** BEGIN Stored rows **
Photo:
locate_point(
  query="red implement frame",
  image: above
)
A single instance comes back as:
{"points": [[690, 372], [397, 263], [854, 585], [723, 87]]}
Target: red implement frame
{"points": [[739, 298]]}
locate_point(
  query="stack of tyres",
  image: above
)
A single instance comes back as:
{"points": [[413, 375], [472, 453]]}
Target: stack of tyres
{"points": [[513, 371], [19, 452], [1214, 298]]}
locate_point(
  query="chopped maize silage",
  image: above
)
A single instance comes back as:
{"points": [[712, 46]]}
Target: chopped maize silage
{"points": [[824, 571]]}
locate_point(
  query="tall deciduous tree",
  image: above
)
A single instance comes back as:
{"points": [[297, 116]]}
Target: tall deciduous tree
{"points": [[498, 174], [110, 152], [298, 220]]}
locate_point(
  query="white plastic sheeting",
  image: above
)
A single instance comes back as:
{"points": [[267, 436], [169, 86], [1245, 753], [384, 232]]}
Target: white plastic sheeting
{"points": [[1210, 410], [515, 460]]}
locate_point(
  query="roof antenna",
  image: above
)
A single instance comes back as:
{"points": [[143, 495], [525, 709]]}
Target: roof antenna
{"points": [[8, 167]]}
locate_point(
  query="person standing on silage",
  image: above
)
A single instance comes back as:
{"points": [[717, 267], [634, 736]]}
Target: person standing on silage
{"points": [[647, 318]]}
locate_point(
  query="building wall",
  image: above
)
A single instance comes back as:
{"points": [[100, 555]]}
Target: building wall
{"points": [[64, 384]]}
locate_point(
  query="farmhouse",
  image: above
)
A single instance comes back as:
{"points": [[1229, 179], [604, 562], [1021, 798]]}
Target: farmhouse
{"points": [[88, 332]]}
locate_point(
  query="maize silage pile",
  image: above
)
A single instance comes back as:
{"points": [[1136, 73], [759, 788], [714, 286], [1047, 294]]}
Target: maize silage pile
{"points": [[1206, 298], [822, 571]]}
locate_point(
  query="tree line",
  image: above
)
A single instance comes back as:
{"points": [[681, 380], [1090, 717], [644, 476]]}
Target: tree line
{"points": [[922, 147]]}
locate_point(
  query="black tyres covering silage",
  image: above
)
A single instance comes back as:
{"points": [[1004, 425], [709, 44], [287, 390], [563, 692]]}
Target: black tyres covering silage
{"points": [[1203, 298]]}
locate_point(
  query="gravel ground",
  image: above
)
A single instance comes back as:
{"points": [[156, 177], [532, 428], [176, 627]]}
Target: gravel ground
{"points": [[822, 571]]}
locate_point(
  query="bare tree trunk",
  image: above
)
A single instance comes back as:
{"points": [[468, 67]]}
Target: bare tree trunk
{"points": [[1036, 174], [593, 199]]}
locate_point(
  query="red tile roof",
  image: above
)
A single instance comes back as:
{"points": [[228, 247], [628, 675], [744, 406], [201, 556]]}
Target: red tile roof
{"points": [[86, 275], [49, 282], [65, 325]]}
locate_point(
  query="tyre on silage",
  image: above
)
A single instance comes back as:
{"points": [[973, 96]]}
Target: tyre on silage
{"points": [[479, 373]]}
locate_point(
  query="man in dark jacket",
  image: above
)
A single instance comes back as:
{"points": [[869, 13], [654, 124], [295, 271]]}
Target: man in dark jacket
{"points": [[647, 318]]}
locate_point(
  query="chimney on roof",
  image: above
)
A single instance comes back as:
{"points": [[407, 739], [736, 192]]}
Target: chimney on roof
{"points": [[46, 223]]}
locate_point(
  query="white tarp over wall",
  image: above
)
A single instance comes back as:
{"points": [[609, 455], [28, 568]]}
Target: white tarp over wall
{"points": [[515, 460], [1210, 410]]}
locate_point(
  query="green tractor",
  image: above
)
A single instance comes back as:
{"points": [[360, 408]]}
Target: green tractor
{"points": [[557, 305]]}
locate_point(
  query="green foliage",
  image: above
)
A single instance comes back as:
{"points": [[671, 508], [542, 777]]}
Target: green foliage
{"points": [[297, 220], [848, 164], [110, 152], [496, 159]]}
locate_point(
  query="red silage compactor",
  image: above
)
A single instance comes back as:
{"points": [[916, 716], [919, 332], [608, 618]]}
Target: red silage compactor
** END Stored rows **
- The task: Each line of the listing should be copied exactly.

- Result:
Photo:
locate_point(
  query="red implement frame",
  image: above
)
A single instance comes back as:
{"points": [[690, 372], [397, 263], [854, 585], [723, 87]]}
Target: red implement frame
{"points": [[739, 298]]}
locate_point(
  query="stack of tyres",
  image: above
)
A single instance comes back as:
{"points": [[413, 375], [472, 453]]}
Target: stack of tyres
{"points": [[513, 371], [19, 452], [1214, 298]]}
locate_point(
  query="chopped maize silage",
  image: above
)
A single instance comes back as:
{"points": [[712, 46]]}
Target: chopped maize silage
{"points": [[824, 571]]}
locate_point(
  query="tall deciduous tree",
  image: above
)
A single instance comes back as:
{"points": [[297, 116]]}
Target: tall deciduous tree
{"points": [[498, 174], [110, 152], [298, 220]]}
locate_point(
  query="white plastic sheeting",
  image: above
)
A single instance comes back as:
{"points": [[267, 436], [169, 86], [1245, 753], [384, 232]]}
Target: white plastic sheeting
{"points": [[1210, 410], [515, 460]]}
locate_point(
  query="roof antenna",
  image: above
)
A single instance comes back as:
{"points": [[143, 495], [525, 709]]}
Target: roof antenna
{"points": [[8, 167]]}
locate_point(
  query="person standing on silage",
  image: above
)
A single instance comes back as:
{"points": [[717, 267], [634, 736]]}
Target: person standing on silage
{"points": [[647, 318]]}
locate_point(
  query="building wall",
  image: above
)
A single instance comes back as:
{"points": [[100, 555]]}
Target: building wall
{"points": [[64, 384]]}
locate_point(
  query="farmhouse",
  image: above
)
A single instance comes back as:
{"points": [[1229, 179], [604, 562], [1021, 798]]}
Target: farmhouse
{"points": [[88, 332]]}
locate_point(
  query="maize silage pile",
  image: above
)
A single instance comes back as:
{"points": [[1136, 73], [759, 788], [714, 286], [1047, 294]]}
Target: maize silage pile
{"points": [[1206, 298], [822, 571]]}
locate_point(
  query="tree line",
  image: above
)
A single instance comes back as:
{"points": [[681, 380], [1090, 717], [644, 476]]}
Target: tree line
{"points": [[922, 147]]}
locate_point(
  query="black tyres covering silage",
  image: above
)
A single instance comes back as:
{"points": [[1004, 425], [709, 44], [287, 390], [563, 692]]}
Target: black tyres covering silage
{"points": [[1203, 298]]}
locate_point(
  query="gravel ground",
  image: above
)
A single instance comes back as:
{"points": [[156, 177], [532, 428], [176, 627]]}
Target: gravel ground
{"points": [[822, 571]]}
locate_point(
  query="bare tree trunk",
  image: above
)
A single instance comes back as:
{"points": [[468, 67]]}
Target: bare tree trunk
{"points": [[1036, 174], [593, 199]]}
locate_point(
  query="red tile roof",
  image: above
)
A single instance comes back as:
{"points": [[228, 247], [628, 675], [744, 406], [201, 556]]}
Target: red tile roof
{"points": [[86, 275], [49, 282], [65, 325]]}
locate_point(
  query="tyre on silage",
  image: above
)
A single instance comes back as:
{"points": [[973, 96]]}
Target: tyre on silage
{"points": [[479, 373]]}
locate_point(
  query="man in dark jacket",
  image: above
)
A single instance comes back as:
{"points": [[869, 13], [654, 124], [295, 271]]}
Target: man in dark jacket
{"points": [[647, 318]]}
locate_point(
  query="chimney on roof",
  image: above
)
A single instance comes back as:
{"points": [[407, 739], [736, 192]]}
Target: chimney on roof
{"points": [[46, 223]]}
locate_point(
  query="white tarp over wall",
  image: above
)
A single instance comes back as:
{"points": [[609, 455], [28, 568]]}
Target: white tarp over wall
{"points": [[515, 460], [1210, 410]]}
locate_point(
  query="green tractor",
  image: above
)
A single instance comes back as:
{"points": [[360, 408]]}
Target: green tractor
{"points": [[557, 305]]}
locate_point(
  query="green foliage",
  image: above
)
A single instance comes back as:
{"points": [[671, 508], [542, 777]]}
Target: green foliage
{"points": [[297, 220], [848, 164], [110, 152], [496, 159]]}
locate_point(
  query="red silage compactor",
  image: above
)
A single instance comes back as:
{"points": [[916, 716], [919, 332], [608, 618]]}
Target: red silage compactor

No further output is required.